● **EXERCISE GOAL**
Set down the data below from its first line to the line holding "desk in this photo.", inclusive; omit all pictures.
[Start of Attachment]
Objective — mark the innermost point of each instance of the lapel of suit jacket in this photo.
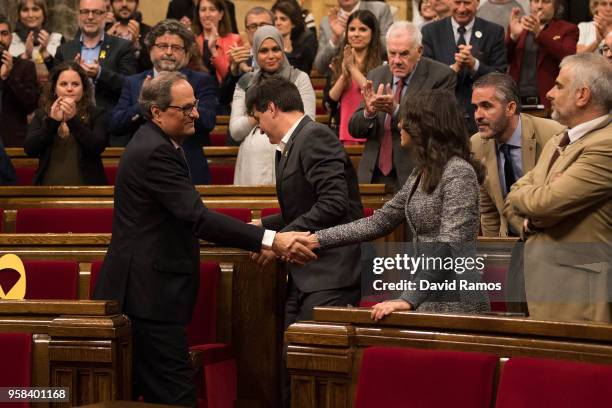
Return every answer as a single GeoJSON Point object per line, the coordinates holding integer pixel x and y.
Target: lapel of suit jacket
{"type": "Point", "coordinates": [528, 144]}
{"type": "Point", "coordinates": [286, 152]}
{"type": "Point", "coordinates": [417, 80]}
{"type": "Point", "coordinates": [105, 50]}
{"type": "Point", "coordinates": [572, 151]}
{"type": "Point", "coordinates": [476, 40]}
{"type": "Point", "coordinates": [490, 155]}
{"type": "Point", "coordinates": [448, 41]}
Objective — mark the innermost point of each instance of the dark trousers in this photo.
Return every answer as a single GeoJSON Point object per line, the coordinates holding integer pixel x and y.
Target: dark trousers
{"type": "Point", "coordinates": [161, 370]}
{"type": "Point", "coordinates": [299, 306]}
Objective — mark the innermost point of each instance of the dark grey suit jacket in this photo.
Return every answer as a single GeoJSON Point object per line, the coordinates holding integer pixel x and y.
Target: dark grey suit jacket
{"type": "Point", "coordinates": [488, 47]}
{"type": "Point", "coordinates": [317, 188]}
{"type": "Point", "coordinates": [116, 60]}
{"type": "Point", "coordinates": [429, 74]}
{"type": "Point", "coordinates": [152, 264]}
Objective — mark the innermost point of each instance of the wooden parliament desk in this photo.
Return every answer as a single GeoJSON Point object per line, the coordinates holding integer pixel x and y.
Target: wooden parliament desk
{"type": "Point", "coordinates": [253, 197]}
{"type": "Point", "coordinates": [324, 355]}
{"type": "Point", "coordinates": [84, 345]}
{"type": "Point", "coordinates": [249, 309]}
{"type": "Point", "coordinates": [215, 155]}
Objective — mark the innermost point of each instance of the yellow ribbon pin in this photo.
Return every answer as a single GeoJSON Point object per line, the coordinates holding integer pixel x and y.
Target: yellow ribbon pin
{"type": "Point", "coordinates": [12, 261]}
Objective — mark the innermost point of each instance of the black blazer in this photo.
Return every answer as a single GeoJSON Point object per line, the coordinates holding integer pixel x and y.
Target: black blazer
{"type": "Point", "coordinates": [19, 95]}
{"type": "Point", "coordinates": [117, 61]}
{"type": "Point", "coordinates": [428, 74]}
{"type": "Point", "coordinates": [91, 138]}
{"type": "Point", "coordinates": [317, 188]}
{"type": "Point", "coordinates": [152, 263]}
{"type": "Point", "coordinates": [488, 47]}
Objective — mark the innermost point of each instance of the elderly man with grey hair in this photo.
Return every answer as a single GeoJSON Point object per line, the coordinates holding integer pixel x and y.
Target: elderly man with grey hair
{"type": "Point", "coordinates": [407, 73]}
{"type": "Point", "coordinates": [169, 44]}
{"type": "Point", "coordinates": [563, 206]}
{"type": "Point", "coordinates": [152, 264]}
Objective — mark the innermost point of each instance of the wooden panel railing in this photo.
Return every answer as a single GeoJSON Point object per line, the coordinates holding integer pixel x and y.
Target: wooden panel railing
{"type": "Point", "coordinates": [84, 345]}
{"type": "Point", "coordinates": [324, 356]}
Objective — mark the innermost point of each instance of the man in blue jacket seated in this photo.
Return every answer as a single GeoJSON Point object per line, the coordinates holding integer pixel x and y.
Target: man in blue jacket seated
{"type": "Point", "coordinates": [169, 43]}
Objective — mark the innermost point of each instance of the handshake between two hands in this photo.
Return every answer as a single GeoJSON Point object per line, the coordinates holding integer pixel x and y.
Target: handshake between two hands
{"type": "Point", "coordinates": [293, 247]}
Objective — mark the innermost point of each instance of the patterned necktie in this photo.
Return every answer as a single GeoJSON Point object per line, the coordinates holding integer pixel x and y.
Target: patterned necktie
{"type": "Point", "coordinates": [509, 175]}
{"type": "Point", "coordinates": [561, 147]}
{"type": "Point", "coordinates": [461, 40]}
{"type": "Point", "coordinates": [182, 153]}
{"type": "Point", "coordinates": [385, 156]}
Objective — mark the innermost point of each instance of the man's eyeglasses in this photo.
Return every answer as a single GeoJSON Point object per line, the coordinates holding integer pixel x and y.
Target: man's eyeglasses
{"type": "Point", "coordinates": [253, 27]}
{"type": "Point", "coordinates": [173, 47]}
{"type": "Point", "coordinates": [96, 13]}
{"type": "Point", "coordinates": [187, 109]}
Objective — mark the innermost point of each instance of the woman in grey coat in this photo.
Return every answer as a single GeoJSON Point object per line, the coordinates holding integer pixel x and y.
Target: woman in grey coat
{"type": "Point", "coordinates": [439, 203]}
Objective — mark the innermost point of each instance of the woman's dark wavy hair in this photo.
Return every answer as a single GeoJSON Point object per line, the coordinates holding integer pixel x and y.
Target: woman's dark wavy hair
{"type": "Point", "coordinates": [437, 130]}
{"type": "Point", "coordinates": [225, 26]}
{"type": "Point", "coordinates": [86, 102]}
{"type": "Point", "coordinates": [373, 57]}
{"type": "Point", "coordinates": [294, 12]}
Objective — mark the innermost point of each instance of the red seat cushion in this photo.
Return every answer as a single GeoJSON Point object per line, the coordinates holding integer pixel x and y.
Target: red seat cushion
{"type": "Point", "coordinates": [496, 274]}
{"type": "Point", "coordinates": [203, 326]}
{"type": "Point", "coordinates": [243, 214]}
{"type": "Point", "coordinates": [217, 138]}
{"type": "Point", "coordinates": [533, 382]}
{"type": "Point", "coordinates": [221, 174]}
{"type": "Point", "coordinates": [93, 277]}
{"type": "Point", "coordinates": [266, 212]}
{"type": "Point", "coordinates": [405, 377]}
{"type": "Point", "coordinates": [16, 357]}
{"type": "Point", "coordinates": [25, 175]}
{"type": "Point", "coordinates": [64, 220]}
{"type": "Point", "coordinates": [51, 279]}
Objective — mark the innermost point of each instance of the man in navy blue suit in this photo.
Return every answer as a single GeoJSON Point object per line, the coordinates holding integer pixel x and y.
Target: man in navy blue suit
{"type": "Point", "coordinates": [471, 46]}
{"type": "Point", "coordinates": [169, 43]}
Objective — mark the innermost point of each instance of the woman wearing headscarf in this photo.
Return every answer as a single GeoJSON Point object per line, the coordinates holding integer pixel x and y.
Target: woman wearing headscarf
{"type": "Point", "coordinates": [255, 162]}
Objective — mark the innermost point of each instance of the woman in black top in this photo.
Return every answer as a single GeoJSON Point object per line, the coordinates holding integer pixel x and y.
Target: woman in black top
{"type": "Point", "coordinates": [68, 134]}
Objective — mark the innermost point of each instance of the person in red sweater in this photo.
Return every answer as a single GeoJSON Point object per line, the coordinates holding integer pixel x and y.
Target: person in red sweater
{"type": "Point", "coordinates": [536, 45]}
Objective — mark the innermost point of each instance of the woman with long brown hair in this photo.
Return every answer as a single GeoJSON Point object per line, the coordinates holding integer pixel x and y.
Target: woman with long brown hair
{"type": "Point", "coordinates": [68, 134]}
{"type": "Point", "coordinates": [360, 53]}
{"type": "Point", "coordinates": [439, 203]}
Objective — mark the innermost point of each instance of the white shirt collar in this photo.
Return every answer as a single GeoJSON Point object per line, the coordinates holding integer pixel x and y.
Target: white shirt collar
{"type": "Point", "coordinates": [468, 26]}
{"type": "Point", "coordinates": [281, 145]}
{"type": "Point", "coordinates": [582, 129]}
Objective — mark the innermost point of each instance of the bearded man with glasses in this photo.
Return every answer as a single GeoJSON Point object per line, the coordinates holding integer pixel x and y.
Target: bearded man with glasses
{"type": "Point", "coordinates": [105, 59]}
{"type": "Point", "coordinates": [169, 44]}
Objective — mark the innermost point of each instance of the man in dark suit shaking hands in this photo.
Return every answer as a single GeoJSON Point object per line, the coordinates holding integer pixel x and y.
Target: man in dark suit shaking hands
{"type": "Point", "coordinates": [151, 267]}
{"type": "Point", "coordinates": [317, 188]}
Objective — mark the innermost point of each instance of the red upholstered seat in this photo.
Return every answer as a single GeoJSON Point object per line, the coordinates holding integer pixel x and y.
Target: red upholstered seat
{"type": "Point", "coordinates": [265, 212]}
{"type": "Point", "coordinates": [217, 138]}
{"type": "Point", "coordinates": [93, 277]}
{"type": "Point", "coordinates": [533, 382]}
{"type": "Point", "coordinates": [25, 175]}
{"type": "Point", "coordinates": [64, 220]}
{"type": "Point", "coordinates": [243, 214]}
{"type": "Point", "coordinates": [221, 174]}
{"type": "Point", "coordinates": [16, 357]}
{"type": "Point", "coordinates": [111, 174]}
{"type": "Point", "coordinates": [50, 279]}
{"type": "Point", "coordinates": [405, 377]}
{"type": "Point", "coordinates": [496, 274]}
{"type": "Point", "coordinates": [217, 386]}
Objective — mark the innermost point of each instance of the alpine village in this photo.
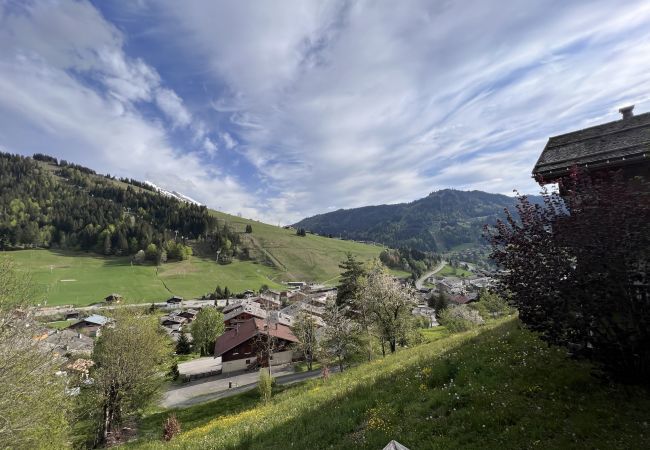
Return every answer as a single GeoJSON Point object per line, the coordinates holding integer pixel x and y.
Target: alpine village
{"type": "Point", "coordinates": [145, 315]}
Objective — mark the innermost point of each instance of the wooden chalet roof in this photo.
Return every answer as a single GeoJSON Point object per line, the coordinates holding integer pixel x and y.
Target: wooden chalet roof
{"type": "Point", "coordinates": [248, 330]}
{"type": "Point", "coordinates": [611, 144]}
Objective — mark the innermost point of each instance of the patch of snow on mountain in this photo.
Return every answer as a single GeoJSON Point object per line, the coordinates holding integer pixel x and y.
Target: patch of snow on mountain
{"type": "Point", "coordinates": [173, 194]}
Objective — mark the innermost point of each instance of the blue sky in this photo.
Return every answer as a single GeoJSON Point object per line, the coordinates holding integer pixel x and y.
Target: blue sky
{"type": "Point", "coordinates": [280, 110]}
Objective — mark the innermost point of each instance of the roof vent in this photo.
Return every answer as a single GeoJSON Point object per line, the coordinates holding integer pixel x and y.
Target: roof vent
{"type": "Point", "coordinates": [626, 111]}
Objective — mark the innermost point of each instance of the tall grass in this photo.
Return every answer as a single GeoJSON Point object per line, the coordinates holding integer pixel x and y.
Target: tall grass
{"type": "Point", "coordinates": [494, 387]}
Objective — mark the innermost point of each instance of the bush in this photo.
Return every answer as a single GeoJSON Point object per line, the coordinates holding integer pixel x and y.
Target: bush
{"type": "Point", "coordinates": [459, 318]}
{"type": "Point", "coordinates": [171, 427]}
{"type": "Point", "coordinates": [576, 267]}
{"type": "Point", "coordinates": [265, 385]}
{"type": "Point", "coordinates": [139, 257]}
{"type": "Point", "coordinates": [491, 305]}
{"type": "Point", "coordinates": [183, 346]}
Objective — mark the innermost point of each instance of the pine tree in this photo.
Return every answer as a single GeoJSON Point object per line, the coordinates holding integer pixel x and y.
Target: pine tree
{"type": "Point", "coordinates": [183, 346]}
{"type": "Point", "coordinates": [349, 285]}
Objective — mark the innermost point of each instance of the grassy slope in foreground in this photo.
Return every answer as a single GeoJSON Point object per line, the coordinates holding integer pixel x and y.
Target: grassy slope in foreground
{"type": "Point", "coordinates": [301, 258]}
{"type": "Point", "coordinates": [497, 387]}
{"type": "Point", "coordinates": [67, 278]}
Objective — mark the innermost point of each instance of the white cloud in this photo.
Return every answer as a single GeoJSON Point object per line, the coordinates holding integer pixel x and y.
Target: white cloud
{"type": "Point", "coordinates": [366, 103]}
{"type": "Point", "coordinates": [228, 140]}
{"type": "Point", "coordinates": [47, 108]}
{"type": "Point", "coordinates": [348, 103]}
{"type": "Point", "coordinates": [172, 105]}
{"type": "Point", "coordinates": [209, 146]}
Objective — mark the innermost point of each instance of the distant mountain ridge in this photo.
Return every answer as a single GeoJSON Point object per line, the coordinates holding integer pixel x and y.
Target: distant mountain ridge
{"type": "Point", "coordinates": [172, 194]}
{"type": "Point", "coordinates": [441, 221]}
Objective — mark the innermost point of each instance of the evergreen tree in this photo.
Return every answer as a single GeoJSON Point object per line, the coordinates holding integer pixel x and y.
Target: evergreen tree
{"type": "Point", "coordinates": [349, 285]}
{"type": "Point", "coordinates": [183, 346]}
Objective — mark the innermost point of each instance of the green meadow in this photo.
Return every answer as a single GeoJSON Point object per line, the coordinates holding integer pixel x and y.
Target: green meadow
{"type": "Point", "coordinates": [308, 258]}
{"type": "Point", "coordinates": [74, 278]}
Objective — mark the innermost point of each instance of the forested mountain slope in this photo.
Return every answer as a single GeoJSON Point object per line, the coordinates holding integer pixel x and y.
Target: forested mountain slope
{"type": "Point", "coordinates": [56, 204]}
{"type": "Point", "coordinates": [439, 222]}
{"type": "Point", "coordinates": [95, 226]}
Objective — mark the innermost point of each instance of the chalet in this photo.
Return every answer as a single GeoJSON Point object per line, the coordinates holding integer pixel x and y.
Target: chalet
{"type": "Point", "coordinates": [71, 315]}
{"type": "Point", "coordinates": [189, 314]}
{"type": "Point", "coordinates": [296, 308]}
{"type": "Point", "coordinates": [296, 284]}
{"type": "Point", "coordinates": [463, 299]}
{"type": "Point", "coordinates": [267, 302]}
{"type": "Point", "coordinates": [68, 342]}
{"type": "Point", "coordinates": [622, 144]}
{"type": "Point", "coordinates": [243, 311]}
{"type": "Point", "coordinates": [113, 298]}
{"type": "Point", "coordinates": [240, 347]}
{"type": "Point", "coordinates": [172, 319]}
{"type": "Point", "coordinates": [91, 325]}
{"type": "Point", "coordinates": [175, 300]}
{"type": "Point", "coordinates": [426, 312]}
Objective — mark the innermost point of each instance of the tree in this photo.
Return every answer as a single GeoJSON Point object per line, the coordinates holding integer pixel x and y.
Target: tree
{"type": "Point", "coordinates": [139, 257]}
{"type": "Point", "coordinates": [33, 404]}
{"type": "Point", "coordinates": [438, 302]}
{"type": "Point", "coordinates": [206, 328]}
{"type": "Point", "coordinates": [107, 244]}
{"type": "Point", "coordinates": [390, 303]}
{"type": "Point", "coordinates": [341, 341]}
{"type": "Point", "coordinates": [161, 257]}
{"type": "Point", "coordinates": [492, 305]}
{"type": "Point", "coordinates": [576, 268]}
{"type": "Point", "coordinates": [183, 346]}
{"type": "Point", "coordinates": [349, 285]}
{"type": "Point", "coordinates": [265, 385]}
{"type": "Point", "coordinates": [131, 358]}
{"type": "Point", "coordinates": [151, 252]}
{"type": "Point", "coordinates": [304, 328]}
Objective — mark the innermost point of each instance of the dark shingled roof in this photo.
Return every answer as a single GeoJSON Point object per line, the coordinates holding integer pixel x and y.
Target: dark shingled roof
{"type": "Point", "coordinates": [248, 330]}
{"type": "Point", "coordinates": [609, 145]}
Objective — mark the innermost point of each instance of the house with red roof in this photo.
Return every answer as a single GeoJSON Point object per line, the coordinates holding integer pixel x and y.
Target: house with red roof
{"type": "Point", "coordinates": [242, 345]}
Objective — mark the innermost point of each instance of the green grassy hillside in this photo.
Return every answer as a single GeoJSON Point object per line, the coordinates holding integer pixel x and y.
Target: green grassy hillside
{"type": "Point", "coordinates": [496, 387]}
{"type": "Point", "coordinates": [76, 278]}
{"type": "Point", "coordinates": [311, 257]}
{"type": "Point", "coordinates": [79, 278]}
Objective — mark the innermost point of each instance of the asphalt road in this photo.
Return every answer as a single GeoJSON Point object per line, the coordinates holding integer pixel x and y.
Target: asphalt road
{"type": "Point", "coordinates": [420, 281]}
{"type": "Point", "coordinates": [205, 390]}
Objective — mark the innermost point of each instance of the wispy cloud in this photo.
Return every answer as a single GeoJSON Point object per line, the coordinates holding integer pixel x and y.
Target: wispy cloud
{"type": "Point", "coordinates": [346, 103]}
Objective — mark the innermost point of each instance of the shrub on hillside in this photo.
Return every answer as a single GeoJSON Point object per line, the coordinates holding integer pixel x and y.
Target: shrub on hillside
{"type": "Point", "coordinates": [577, 266]}
{"type": "Point", "coordinates": [171, 427]}
{"type": "Point", "coordinates": [265, 385]}
{"type": "Point", "coordinates": [491, 305]}
{"type": "Point", "coordinates": [139, 257]}
{"type": "Point", "coordinates": [459, 318]}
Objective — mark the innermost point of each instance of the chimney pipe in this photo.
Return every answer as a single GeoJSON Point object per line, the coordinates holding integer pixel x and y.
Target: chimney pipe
{"type": "Point", "coordinates": [626, 111]}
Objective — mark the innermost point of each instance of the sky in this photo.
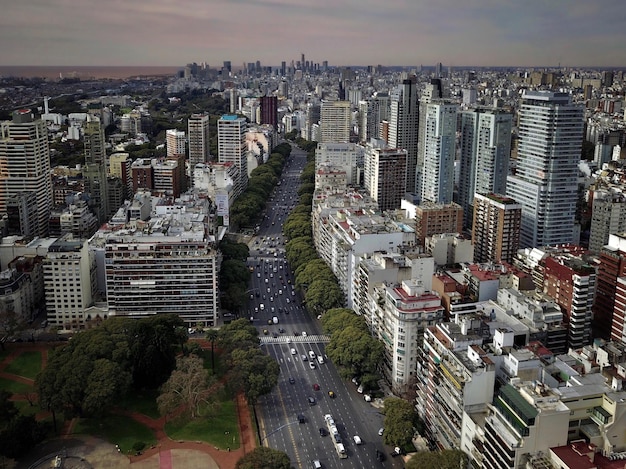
[End of Attachment]
● **EXERCISE ANSWER**
Objective — mark the innermost point of each instance of the lapel of suit jacket in this photo.
Return every answer as a single GeoJSON Point object per line, the coordinates holding integer pixel x and y.
Target: lapel of suit jacket
{"type": "Point", "coordinates": [528, 144]}
{"type": "Point", "coordinates": [286, 152]}
{"type": "Point", "coordinates": [417, 80]}
{"type": "Point", "coordinates": [105, 50]}
{"type": "Point", "coordinates": [572, 151]}
{"type": "Point", "coordinates": [476, 40]}
{"type": "Point", "coordinates": [490, 155]}
{"type": "Point", "coordinates": [448, 41]}
Objective — mark the innermost point of each instance of the dark trousers in this photo.
Return every answer as a single GeoJSON Point object per line, the coordinates holding integer pixel x and y.
Target: dark trousers
{"type": "Point", "coordinates": [161, 370]}
{"type": "Point", "coordinates": [299, 306]}
Objective — mark the innermost point of each instance of the dark grey suit jacket in this photo.
Return every answer as a single GeoJSON Point object per line, the coordinates holding integer pixel x and y.
Target: dark grey suit jacket
{"type": "Point", "coordinates": [488, 47]}
{"type": "Point", "coordinates": [317, 188]}
{"type": "Point", "coordinates": [116, 60]}
{"type": "Point", "coordinates": [429, 74]}
{"type": "Point", "coordinates": [152, 264]}
Objective — mark the innermost point of each instance of the wooden parliament desk in this photo.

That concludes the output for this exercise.